Region pointing data
· · · · · · ·
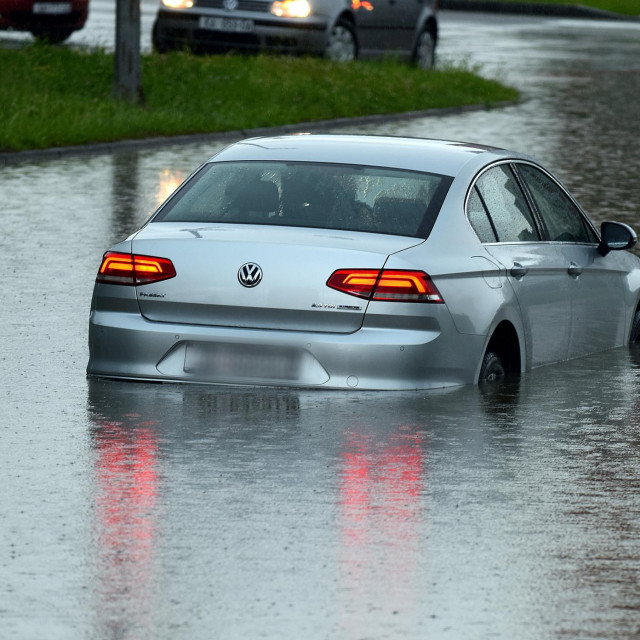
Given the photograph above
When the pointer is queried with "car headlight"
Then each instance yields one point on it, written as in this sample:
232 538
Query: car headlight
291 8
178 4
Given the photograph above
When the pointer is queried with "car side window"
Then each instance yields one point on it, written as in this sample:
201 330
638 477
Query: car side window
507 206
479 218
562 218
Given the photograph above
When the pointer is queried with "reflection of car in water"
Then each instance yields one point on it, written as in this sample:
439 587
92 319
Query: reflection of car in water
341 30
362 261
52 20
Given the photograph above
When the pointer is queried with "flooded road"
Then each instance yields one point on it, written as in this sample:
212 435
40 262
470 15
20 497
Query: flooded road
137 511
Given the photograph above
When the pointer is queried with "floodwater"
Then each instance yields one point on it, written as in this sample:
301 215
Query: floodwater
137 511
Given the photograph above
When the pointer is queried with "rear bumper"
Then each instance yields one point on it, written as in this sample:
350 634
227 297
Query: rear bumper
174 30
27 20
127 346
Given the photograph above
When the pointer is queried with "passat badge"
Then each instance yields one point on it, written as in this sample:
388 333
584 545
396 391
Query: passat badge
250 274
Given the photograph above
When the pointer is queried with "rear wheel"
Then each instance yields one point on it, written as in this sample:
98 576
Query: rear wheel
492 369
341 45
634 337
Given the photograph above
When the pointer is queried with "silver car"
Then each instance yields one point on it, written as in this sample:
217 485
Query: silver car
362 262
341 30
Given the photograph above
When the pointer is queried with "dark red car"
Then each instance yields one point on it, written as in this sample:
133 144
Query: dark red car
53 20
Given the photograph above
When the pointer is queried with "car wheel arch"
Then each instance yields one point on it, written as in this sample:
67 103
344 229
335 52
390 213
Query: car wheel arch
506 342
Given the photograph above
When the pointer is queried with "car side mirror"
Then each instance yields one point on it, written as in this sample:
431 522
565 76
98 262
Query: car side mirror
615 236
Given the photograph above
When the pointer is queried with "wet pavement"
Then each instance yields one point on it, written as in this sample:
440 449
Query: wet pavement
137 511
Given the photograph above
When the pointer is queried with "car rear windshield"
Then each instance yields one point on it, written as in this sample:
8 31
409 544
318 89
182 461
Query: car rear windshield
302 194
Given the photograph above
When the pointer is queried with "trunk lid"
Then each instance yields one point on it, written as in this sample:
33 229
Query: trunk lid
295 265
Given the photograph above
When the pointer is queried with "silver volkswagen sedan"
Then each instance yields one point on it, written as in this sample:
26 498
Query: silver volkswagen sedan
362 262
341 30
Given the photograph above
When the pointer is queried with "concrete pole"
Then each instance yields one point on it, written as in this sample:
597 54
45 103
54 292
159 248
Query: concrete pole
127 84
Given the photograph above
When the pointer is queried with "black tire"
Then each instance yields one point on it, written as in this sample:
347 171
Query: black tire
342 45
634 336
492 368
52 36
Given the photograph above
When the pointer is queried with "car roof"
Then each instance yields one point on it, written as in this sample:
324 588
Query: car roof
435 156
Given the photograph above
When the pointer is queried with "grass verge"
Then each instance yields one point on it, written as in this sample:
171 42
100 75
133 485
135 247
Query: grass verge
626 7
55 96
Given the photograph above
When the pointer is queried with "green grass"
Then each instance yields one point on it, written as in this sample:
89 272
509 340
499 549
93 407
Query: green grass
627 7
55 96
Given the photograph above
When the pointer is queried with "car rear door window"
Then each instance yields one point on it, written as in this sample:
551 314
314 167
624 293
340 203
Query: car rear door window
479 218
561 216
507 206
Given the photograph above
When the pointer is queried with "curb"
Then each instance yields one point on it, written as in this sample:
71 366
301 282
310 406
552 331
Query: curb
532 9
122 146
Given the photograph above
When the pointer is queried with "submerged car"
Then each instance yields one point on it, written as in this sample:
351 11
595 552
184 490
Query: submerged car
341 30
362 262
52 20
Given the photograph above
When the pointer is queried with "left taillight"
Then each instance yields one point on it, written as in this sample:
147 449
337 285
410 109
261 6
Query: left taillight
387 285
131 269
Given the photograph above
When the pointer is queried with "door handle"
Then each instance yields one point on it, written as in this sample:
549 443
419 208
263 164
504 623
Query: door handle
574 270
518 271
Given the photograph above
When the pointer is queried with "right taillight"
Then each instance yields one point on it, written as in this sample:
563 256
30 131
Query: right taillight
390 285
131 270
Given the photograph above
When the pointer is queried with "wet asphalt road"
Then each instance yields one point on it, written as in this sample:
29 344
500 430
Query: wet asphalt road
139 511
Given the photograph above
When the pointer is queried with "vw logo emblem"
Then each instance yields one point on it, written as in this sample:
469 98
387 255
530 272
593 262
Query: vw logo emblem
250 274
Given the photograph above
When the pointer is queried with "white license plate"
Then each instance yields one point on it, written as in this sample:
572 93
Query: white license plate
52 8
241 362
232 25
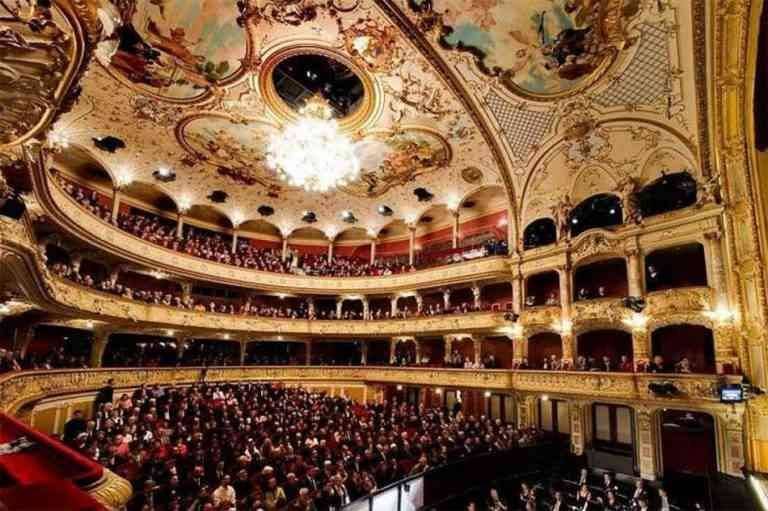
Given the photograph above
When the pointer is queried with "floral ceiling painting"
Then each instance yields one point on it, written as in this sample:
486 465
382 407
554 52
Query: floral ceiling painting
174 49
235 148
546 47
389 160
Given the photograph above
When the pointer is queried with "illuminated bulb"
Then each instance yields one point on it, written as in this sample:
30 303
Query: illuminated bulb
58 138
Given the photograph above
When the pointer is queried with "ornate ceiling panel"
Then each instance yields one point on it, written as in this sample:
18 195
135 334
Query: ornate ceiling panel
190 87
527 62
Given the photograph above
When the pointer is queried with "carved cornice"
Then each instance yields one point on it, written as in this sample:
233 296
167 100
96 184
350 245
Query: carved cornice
· · · · · · ·
PROBLEM DETAILS:
Write the data above out exactly. Leave out any pictures.

RESULT BELOW:
Given the photograph above
When the pointer is queried with "car headlight"
Then each instance yields one point on it, written as in this sample:
232 538
Query: car headlight
291 8
178 4
Given the photograph above
When the pointer is queried with "car side window"
Then each instance yields one point on it, written as in this sample:
201 330
638 477
Query: car side window
507 206
479 218
562 218
Given the photograph above
When the pointer is queried with "reflection of car in water"
Then each instance yields one point on it, written as in this sample:
439 587
92 319
Query: reflection of car in water
341 30
362 261
52 20
Given the photograph above
When the pointer is queried with "flooded road"
Then each instance yields one point on it, written as in this sample:
212 435
40 262
470 15
20 497
Query: flooded road
137 511
Given the photograph above
When the pointer is queried with "floodwater"
Then each instance yields one point on it, written as in this sample:
301 215
Query: floodwater
137 511
Given the photograph above
When the pointer is queried with "rear bumper"
Then each instance yields one point on it, written as in this sample:
350 634
227 297
Query: rear bumper
174 30
27 20
127 346
Given the photograph above
When the pointer is queried with "passat badge"
Then each instance yields one point on it, written as in this sample:
388 333
584 545
396 391
Query: passat badge
250 274
Given the photograph above
When the pointer is queried with "rear wheel"
Then each instance yields one point on it, written as in this sample:
98 576
Query: rear wheel
492 369
341 45
634 337
Given the photograph above
When the pointer is queried with "silver car"
Then each instance yields one point on it, written as in this sample:
217 485
Query: silver car
362 262
341 30
Given the photograph above
When the pointer is queried with "dark red car"
Then each instance yields one point on it, written as in this sample:
133 144
Query: dark red car
53 20
Given the photograph above
When the pointer is queried with "car wheel arch"
Then each instance yields one point on it, written as in this sample:
67 103
344 229
335 52
390 213
Query: car wheel arch
506 342
Given the photograph above
When the pointer is queried with "car side mirror"
Then each instance yields one point on it, written as in this sample:
431 522
565 76
98 262
Query: car side mirror
615 236
Given the photograph above
When the pointer is queried with "wet pavement"
Then each instance yields one point on it, written as in this sample:
440 449
Query: wet pavement
137 511
Given the photograph above
When the pointer is queried with "car rear windshield"
Then each instance yields one point on it, written as in this sample:
8 31
409 544
318 89
182 461
Query: car rear windshield
302 194
Given the photograph above
When the pointer is queried with "trunk lid"
Then each instance yields one point on it, written as in this sample:
33 229
Query: trunk lid
295 265
Given the photograph above
When the pointer is queried with "silver volkswagen sedan"
Then each instance yields one point on it, written as in this sample:
26 498
Query: silver volkswagen sedan
362 262
341 30
Given the photograph above
When the pointer is queried with "concrete pole"
Then each instance yields one point on it, written as in this sample:
597 54
45 103
54 292
159 248
Query: concrete pole
127 84
Given the photograph above
When the pointer is queried with "black tire"
Then each instance yields one point on it, written as in this sample:
347 171
Query: black tire
342 45
634 336
492 368
52 36
Given the photograph above
When the pointer is queried with "car roof"
Then each instance yields one point on it, written as in this sample:
324 588
Query: car roof
435 156
Given the photograph above
When the pointer is queried with "grass verge"
Then each instance yields one point on it, written as in this sample:
171 42
100 75
133 485
135 247
Query: grass verge
626 7
55 96
Given the photograph above
When the pointer is queried with "green grass"
Then each instance yields one point on it, written as in this sample:
89 272
509 340
499 549
93 407
Query: green grass
627 7
55 96
Given the photograph above
When the pointer is queried with "car rear door window"
Then each instance yields one point on it, written as in this sample:
551 314
314 167
624 293
340 203
Query: car rear door window
479 218
561 216
507 206
Given the photograph above
When the pointer is queried with "curb"
Then each instance yields one point on it, written as in this sample:
71 366
301 282
310 406
552 331
Query: curb
532 9
122 146
Given the photograph above
When the pointer is queried with "submerged car"
Then each instance yields one point on it, written as in this sample:
351 11
595 552
184 490
Query: submerged car
341 30
362 262
52 20
Given the photograph above
When the pointer is queried with "left taillight"
Then each instance yields one point on it, written as in this sample:
147 449
337 285
410 109
261 6
Query: left taillight
387 285
131 269
Given the photograph above
When the pointer is queried with "door handle"
Then each instance yields one point on it, written as in this sample:
549 443
419 208
263 164
504 623
Query: door handle
574 270
518 271
Given the photograph above
When the pointer is queried with "right taillight"
Then each instance yields one point on it, written as in this sample:
563 256
30 131
Query: right taillight
390 285
131 270
Given the photograph above
When the pointer is queried with "wet asphalt road"
Then each instance yields one point on it, written as in this sample:
29 344
500 430
Query: wet asphalt road
139 511
Given the photograph above
When the pointer is queried with "vw logo emblem"
Then each instance yields one point on it, written as in this sample:
469 98
387 255
530 272
593 262
Query: vw logo emblem
250 274
Given the photograph above
When the pointer is queried with "white license plate"
Then each instance yields one point on it, written as in this sample:
572 93
Query: white license plate
52 8
241 362
232 25
Given the photograph above
When the pointer is queried with "floral ceiling painting"
Then each instance yields one point on it, written as in this sample:
486 465
382 407
554 52
Query: floral ceiling painting
174 49
235 148
546 47
389 160
Given the photograph above
When the pointer is queried with "illuminated bulb"
Then each instance yields one point on it, written as in this sample:
30 303
Query: illuminated bulb
58 138
Given the photograph above
When the pointer is queried with "ornate ceiling panel"
Then each instance yields one point on it, written as in this sample:
18 195
135 334
Query: ornate ceiling panel
190 87
527 62
Given the photograph above
When the pointer is queried with "carved cornice"
Then each instance yields one point on it, written as in this sample:
233 296
167 100
96 184
350 245
Query: carved cornice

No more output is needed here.